** Task to carry out **
Filter the entries below, keeping only lines with the word "backpack".

Images for object localization:
Start of Block
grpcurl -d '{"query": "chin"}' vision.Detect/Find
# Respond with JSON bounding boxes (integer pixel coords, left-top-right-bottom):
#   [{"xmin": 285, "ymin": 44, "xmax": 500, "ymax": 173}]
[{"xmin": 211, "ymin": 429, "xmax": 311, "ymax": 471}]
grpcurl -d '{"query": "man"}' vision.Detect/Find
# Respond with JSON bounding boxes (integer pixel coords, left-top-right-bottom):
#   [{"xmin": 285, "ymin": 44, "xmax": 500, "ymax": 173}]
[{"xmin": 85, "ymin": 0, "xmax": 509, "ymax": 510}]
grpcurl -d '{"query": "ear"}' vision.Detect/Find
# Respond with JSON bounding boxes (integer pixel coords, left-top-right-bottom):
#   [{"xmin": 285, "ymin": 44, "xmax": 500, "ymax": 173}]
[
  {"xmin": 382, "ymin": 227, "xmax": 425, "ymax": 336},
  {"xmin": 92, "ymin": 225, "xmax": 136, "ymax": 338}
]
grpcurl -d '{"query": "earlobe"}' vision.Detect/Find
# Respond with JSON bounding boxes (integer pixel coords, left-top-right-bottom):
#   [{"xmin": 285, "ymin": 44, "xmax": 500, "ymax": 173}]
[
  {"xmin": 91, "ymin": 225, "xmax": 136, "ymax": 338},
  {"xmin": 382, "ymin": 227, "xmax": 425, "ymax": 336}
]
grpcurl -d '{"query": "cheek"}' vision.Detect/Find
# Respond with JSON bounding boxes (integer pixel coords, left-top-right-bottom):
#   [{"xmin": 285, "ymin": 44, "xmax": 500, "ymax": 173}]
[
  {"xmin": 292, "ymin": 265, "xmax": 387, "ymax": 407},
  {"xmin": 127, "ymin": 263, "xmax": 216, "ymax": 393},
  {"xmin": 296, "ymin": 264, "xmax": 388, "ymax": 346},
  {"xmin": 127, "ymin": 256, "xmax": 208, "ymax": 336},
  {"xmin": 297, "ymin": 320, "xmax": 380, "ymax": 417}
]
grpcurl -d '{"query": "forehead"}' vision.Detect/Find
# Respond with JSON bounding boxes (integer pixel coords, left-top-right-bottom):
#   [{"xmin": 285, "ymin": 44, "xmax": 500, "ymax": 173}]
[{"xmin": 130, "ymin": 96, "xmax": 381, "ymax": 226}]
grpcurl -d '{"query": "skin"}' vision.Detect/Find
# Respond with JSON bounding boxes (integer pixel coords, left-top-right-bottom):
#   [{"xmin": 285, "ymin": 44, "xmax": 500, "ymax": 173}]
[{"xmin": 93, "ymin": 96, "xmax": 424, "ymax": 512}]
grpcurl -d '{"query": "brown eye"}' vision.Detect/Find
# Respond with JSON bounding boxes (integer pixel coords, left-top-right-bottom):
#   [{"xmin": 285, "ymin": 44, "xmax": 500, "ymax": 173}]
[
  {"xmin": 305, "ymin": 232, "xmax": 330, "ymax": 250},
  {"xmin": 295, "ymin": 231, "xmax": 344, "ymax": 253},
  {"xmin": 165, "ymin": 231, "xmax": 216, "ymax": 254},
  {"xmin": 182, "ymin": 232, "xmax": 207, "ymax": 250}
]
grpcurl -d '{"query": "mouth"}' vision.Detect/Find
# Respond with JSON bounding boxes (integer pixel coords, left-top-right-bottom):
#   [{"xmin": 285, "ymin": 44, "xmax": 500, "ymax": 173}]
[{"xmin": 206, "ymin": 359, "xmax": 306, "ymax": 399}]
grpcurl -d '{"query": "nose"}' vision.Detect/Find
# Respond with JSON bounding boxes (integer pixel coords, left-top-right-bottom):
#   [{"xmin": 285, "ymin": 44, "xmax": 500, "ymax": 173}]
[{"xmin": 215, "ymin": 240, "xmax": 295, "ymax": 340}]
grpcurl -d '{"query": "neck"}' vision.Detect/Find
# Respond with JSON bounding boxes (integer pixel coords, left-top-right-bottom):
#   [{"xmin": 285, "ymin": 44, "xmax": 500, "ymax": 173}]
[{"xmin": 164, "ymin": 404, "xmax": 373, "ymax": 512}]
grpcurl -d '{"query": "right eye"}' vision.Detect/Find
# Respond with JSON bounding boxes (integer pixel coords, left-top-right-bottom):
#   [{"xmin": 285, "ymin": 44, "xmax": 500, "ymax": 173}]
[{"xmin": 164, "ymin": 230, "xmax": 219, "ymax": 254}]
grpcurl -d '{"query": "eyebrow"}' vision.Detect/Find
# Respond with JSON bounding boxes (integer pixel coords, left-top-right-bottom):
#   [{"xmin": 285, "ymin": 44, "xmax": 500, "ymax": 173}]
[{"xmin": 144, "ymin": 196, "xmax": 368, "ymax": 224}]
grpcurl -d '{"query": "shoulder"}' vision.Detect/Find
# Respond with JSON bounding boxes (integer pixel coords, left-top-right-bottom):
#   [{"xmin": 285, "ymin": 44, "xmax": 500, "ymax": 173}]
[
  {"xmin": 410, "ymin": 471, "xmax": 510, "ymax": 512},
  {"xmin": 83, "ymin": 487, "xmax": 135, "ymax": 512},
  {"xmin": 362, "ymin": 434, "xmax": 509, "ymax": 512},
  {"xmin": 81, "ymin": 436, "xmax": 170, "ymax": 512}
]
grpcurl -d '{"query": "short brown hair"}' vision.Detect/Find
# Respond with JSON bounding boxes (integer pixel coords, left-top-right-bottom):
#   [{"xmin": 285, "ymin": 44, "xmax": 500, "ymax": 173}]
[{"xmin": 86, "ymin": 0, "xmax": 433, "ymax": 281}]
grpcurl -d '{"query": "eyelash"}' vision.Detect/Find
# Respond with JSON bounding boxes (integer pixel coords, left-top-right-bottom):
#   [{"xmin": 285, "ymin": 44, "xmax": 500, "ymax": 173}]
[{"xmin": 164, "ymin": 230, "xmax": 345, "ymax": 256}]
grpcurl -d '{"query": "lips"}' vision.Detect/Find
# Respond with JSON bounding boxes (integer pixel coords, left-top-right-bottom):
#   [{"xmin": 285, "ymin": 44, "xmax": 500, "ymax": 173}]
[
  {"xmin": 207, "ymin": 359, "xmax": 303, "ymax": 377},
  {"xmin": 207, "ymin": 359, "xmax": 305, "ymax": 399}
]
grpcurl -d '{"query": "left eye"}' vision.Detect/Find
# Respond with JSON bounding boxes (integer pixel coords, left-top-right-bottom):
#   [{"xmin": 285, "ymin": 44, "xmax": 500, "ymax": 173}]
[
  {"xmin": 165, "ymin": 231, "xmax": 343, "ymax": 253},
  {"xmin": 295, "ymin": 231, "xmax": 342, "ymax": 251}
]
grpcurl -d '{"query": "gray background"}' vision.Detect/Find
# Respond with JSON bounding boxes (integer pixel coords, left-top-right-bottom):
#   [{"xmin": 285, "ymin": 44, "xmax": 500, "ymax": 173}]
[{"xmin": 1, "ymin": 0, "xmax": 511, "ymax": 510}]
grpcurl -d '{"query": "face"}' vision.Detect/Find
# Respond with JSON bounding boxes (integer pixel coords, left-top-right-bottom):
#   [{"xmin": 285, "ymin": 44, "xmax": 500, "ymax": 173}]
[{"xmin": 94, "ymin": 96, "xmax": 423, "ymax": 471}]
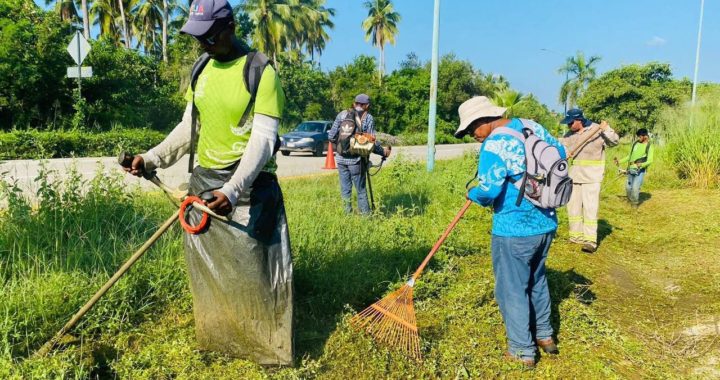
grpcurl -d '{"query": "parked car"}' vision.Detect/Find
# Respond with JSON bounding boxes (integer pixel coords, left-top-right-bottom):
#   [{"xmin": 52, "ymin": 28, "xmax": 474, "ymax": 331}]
[{"xmin": 279, "ymin": 121, "xmax": 333, "ymax": 156}]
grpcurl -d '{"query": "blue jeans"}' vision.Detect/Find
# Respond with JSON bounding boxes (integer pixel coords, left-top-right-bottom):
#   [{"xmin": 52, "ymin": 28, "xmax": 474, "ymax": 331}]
[
  {"xmin": 491, "ymin": 232, "xmax": 555, "ymax": 360},
  {"xmin": 626, "ymin": 169, "xmax": 646, "ymax": 205},
  {"xmin": 338, "ymin": 161, "xmax": 369, "ymax": 214}
]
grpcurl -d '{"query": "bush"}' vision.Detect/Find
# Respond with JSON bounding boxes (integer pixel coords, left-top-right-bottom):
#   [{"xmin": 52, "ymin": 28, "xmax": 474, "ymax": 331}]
[
  {"xmin": 657, "ymin": 92, "xmax": 720, "ymax": 189},
  {"xmin": 0, "ymin": 129, "xmax": 166, "ymax": 159}
]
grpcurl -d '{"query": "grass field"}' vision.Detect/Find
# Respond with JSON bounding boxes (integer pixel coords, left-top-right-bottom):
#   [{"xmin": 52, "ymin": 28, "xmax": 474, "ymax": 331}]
[{"xmin": 1, "ymin": 146, "xmax": 718, "ymax": 379}]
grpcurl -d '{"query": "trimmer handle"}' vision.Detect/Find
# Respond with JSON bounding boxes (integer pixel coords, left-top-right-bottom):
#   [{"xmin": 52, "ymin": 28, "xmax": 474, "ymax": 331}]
[
  {"xmin": 118, "ymin": 151, "xmax": 155, "ymax": 180},
  {"xmin": 200, "ymin": 192, "xmax": 216, "ymax": 203}
]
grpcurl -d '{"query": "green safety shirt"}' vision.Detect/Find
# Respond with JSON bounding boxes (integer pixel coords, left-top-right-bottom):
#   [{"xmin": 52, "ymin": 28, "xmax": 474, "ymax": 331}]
[
  {"xmin": 619, "ymin": 141, "xmax": 654, "ymax": 169},
  {"xmin": 185, "ymin": 55, "xmax": 285, "ymax": 171}
]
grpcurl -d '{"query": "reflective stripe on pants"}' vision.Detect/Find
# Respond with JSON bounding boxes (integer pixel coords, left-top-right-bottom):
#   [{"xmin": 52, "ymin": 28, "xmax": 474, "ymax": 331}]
[{"xmin": 566, "ymin": 182, "xmax": 601, "ymax": 244}]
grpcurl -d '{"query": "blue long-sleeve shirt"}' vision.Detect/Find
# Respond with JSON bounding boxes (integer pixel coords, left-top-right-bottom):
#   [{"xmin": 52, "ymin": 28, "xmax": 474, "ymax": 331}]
[
  {"xmin": 327, "ymin": 109, "xmax": 384, "ymax": 165},
  {"xmin": 467, "ymin": 118, "xmax": 567, "ymax": 237}
]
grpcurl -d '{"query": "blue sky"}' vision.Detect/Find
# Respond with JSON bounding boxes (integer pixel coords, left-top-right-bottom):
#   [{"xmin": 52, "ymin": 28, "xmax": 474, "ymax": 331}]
[{"xmin": 318, "ymin": 0, "xmax": 719, "ymax": 111}]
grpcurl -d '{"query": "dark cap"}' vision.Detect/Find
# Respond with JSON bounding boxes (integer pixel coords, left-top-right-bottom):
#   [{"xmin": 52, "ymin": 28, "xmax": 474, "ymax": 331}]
[
  {"xmin": 636, "ymin": 128, "xmax": 649, "ymax": 136},
  {"xmin": 354, "ymin": 94, "xmax": 371, "ymax": 104},
  {"xmin": 180, "ymin": 0, "xmax": 233, "ymax": 37},
  {"xmin": 560, "ymin": 108, "xmax": 592, "ymax": 127}
]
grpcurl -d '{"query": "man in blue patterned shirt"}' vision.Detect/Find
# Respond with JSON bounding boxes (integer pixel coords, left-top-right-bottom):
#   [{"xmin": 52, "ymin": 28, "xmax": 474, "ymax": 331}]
[
  {"xmin": 456, "ymin": 96, "xmax": 566, "ymax": 368},
  {"xmin": 328, "ymin": 94, "xmax": 390, "ymax": 214}
]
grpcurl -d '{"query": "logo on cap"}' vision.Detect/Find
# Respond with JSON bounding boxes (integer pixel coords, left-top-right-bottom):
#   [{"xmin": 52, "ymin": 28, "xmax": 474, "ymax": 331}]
[{"xmin": 191, "ymin": 3, "xmax": 204, "ymax": 16}]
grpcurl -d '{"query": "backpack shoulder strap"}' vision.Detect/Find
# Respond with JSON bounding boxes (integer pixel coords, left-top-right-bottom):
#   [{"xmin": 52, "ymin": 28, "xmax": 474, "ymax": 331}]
[
  {"xmin": 190, "ymin": 52, "xmax": 211, "ymax": 91},
  {"xmin": 243, "ymin": 51, "xmax": 270, "ymax": 101},
  {"xmin": 188, "ymin": 53, "xmax": 210, "ymax": 173},
  {"xmin": 628, "ymin": 140, "xmax": 639, "ymax": 168},
  {"xmin": 491, "ymin": 126, "xmax": 526, "ymax": 141}
]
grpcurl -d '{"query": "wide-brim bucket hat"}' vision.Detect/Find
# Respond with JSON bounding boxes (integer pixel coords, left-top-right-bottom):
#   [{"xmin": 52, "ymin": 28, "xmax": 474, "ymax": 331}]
[{"xmin": 455, "ymin": 96, "xmax": 506, "ymax": 138}]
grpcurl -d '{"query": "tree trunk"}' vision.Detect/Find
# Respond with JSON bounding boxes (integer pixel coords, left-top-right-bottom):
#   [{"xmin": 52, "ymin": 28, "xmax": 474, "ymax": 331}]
[
  {"xmin": 379, "ymin": 45, "xmax": 384, "ymax": 86},
  {"xmin": 162, "ymin": 0, "xmax": 168, "ymax": 62},
  {"xmin": 81, "ymin": 0, "xmax": 90, "ymax": 40},
  {"xmin": 118, "ymin": 0, "xmax": 130, "ymax": 48}
]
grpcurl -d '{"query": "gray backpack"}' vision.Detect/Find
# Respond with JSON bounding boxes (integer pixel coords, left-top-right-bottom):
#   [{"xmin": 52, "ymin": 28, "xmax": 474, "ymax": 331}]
End of Block
** Reply **
grpcurl -d '{"query": "backpack shoulder strap"}' vision.Detect/Find
grpcurl -d '{"query": "gray backpack"}' vision.Detect/Find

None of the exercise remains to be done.